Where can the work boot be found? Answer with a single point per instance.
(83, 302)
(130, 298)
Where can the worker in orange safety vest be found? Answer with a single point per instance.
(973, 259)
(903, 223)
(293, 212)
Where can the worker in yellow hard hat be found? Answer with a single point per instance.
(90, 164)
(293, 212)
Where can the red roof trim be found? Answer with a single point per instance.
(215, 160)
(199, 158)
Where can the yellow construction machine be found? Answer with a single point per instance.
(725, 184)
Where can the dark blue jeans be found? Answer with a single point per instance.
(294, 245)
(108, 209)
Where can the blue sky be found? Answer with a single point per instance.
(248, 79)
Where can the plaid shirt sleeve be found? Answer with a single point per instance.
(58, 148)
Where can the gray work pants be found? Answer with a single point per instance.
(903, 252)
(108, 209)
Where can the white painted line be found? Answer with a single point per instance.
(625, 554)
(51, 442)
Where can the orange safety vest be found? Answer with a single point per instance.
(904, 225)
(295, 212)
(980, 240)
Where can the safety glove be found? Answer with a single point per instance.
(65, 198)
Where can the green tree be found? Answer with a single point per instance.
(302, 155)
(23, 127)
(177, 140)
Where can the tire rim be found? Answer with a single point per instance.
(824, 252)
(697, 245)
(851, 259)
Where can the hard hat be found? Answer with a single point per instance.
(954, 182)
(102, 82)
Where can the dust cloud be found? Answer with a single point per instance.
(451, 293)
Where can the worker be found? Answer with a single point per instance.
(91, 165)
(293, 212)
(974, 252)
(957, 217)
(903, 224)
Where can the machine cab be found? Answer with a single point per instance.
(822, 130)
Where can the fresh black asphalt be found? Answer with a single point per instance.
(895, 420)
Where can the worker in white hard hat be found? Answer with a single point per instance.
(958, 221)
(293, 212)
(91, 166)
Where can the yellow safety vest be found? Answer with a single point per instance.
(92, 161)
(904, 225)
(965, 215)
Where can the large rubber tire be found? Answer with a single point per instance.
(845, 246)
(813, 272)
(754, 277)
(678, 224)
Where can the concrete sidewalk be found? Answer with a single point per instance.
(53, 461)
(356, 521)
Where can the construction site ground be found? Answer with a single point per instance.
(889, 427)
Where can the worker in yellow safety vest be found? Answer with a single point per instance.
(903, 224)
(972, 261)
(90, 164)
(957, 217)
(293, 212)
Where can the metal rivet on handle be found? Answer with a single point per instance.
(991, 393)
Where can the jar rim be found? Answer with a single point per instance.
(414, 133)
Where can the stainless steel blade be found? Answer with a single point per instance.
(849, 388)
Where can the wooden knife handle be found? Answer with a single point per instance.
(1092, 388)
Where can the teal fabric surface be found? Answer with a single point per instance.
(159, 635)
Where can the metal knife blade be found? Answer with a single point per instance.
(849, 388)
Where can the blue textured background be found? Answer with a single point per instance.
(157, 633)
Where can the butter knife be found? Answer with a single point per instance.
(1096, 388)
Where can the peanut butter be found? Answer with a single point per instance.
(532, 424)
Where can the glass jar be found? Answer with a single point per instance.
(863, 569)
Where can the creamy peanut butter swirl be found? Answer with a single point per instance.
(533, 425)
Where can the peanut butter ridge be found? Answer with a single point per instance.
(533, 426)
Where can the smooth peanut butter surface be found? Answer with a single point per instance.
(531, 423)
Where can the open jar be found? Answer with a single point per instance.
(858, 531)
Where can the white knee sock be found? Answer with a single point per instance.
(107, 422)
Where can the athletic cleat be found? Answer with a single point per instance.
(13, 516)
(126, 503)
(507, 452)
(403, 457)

## [What you need to do]
An exact copy of all the records is the expected answer.

## [Your solution]
Where can the work boot be found? Answer with a single point per instance.
(83, 302)
(130, 298)
Where can the worker in orange safety vest be found? Answer with a single point per instance.
(973, 259)
(903, 223)
(293, 212)
Where can the worker in yellow hard hat be found? Answer with a single point per instance.
(90, 164)
(293, 212)
Where can the red roof trim be found? Answer with a single point per instance.
(215, 160)
(199, 158)
Where can the yellow construction machine be found? Answer with a single point per instance.
(725, 184)
Where can the dark blue jeans be found? Answer with a single point per instance.
(294, 245)
(108, 209)
Where can the blue sky be found? Answer with a single point per instance.
(248, 79)
Where can the plaid shirt sleeve be found? Answer with a single point per instance.
(58, 148)
Where can the gray work pants be found? Answer with a single point per instance.
(903, 252)
(108, 209)
Where can the white painted line be found? Answer with a single point per instance.
(625, 554)
(51, 442)
Where can the orange safety vest be found? Answer with a single point per instance.
(904, 225)
(295, 212)
(980, 240)
Where can the safety glove be found? Answer with a single point per instance.
(65, 198)
Where can the green tree be found? Answer with a single point per instance.
(302, 155)
(23, 127)
(177, 140)
Where can the tire rim be found? Answer with a single point per instance.
(824, 252)
(697, 245)
(851, 259)
Where can the hard hat be found? Answer with a single point per instance.
(954, 182)
(102, 82)
Where can the dust cloud be found? Answer with a single point per instance.
(451, 293)
Where can the worker be found? Answer with a single point per instance.
(91, 165)
(293, 212)
(974, 252)
(957, 217)
(903, 224)
Where can the machine cab be found? Answer with a single point per instance.
(822, 130)
Where can the fresh black asphalt be found? Answer with a single point per instance.
(895, 420)
Where can the worker in white hard hat be found? Answer with a single point per instance.
(958, 221)
(293, 212)
(91, 166)
Where can the yellow safety vest be found? Answer with a single point per instance.
(92, 161)
(904, 225)
(965, 215)
Where can the large rubber tire be found? Answer with a single point per instance.
(845, 246)
(813, 272)
(754, 277)
(678, 224)
Where can the concrete sidewalk be found? Answer with a single point per instance.
(53, 461)
(356, 521)
Where can the construction site ground be found? Answer with a single point per instance.
(889, 427)
Where can the worker in yellow safety vest be found? Answer with a single point per instance.
(903, 224)
(972, 261)
(90, 164)
(957, 217)
(293, 212)
Where can the metal rivet on handle be found? Answer with a single point per instance.
(991, 393)
Where can the jar rim be found? Answer with a single point per instance.
(414, 133)
Where can the stainless steel blade be found? Answer with a single point per instance.
(849, 388)
Where can the wooden knife handle be found? Answer with a single point per instance.
(1092, 388)
Where can the teal fabric surface be found? Answer with a single point per instance.
(159, 635)
Where can the metal knife blade be found? Answer with a single point per instance.
(849, 388)
Where can the blue textured background be found? Answer with a single point per instance.
(157, 633)
Where can the butter knife be found? Answer with a single point per instance.
(1096, 388)
Where can the peanut butter be found? Answer with a single point per instance.
(532, 424)
Where can the glass jar be found? Answer with a single point per instance.
(863, 569)
Where can the creamy peanut butter swirl be found? Answer with a single point per instance.
(533, 425)
Where can the peanut butter ridge be found? Answer with a single point per instance.
(533, 426)
Where can the smooth peanut butter surface be found? Answer with a single point per instance.
(531, 423)
Where can the open jar be found? Answer with a single point per instance.
(858, 531)
Where can the white knee sock be found? Answer with a single point per instance.
(107, 422)
Where can the athletic cleat be found? Answer with a single point per instance.
(13, 516)
(126, 503)
(507, 452)
(403, 457)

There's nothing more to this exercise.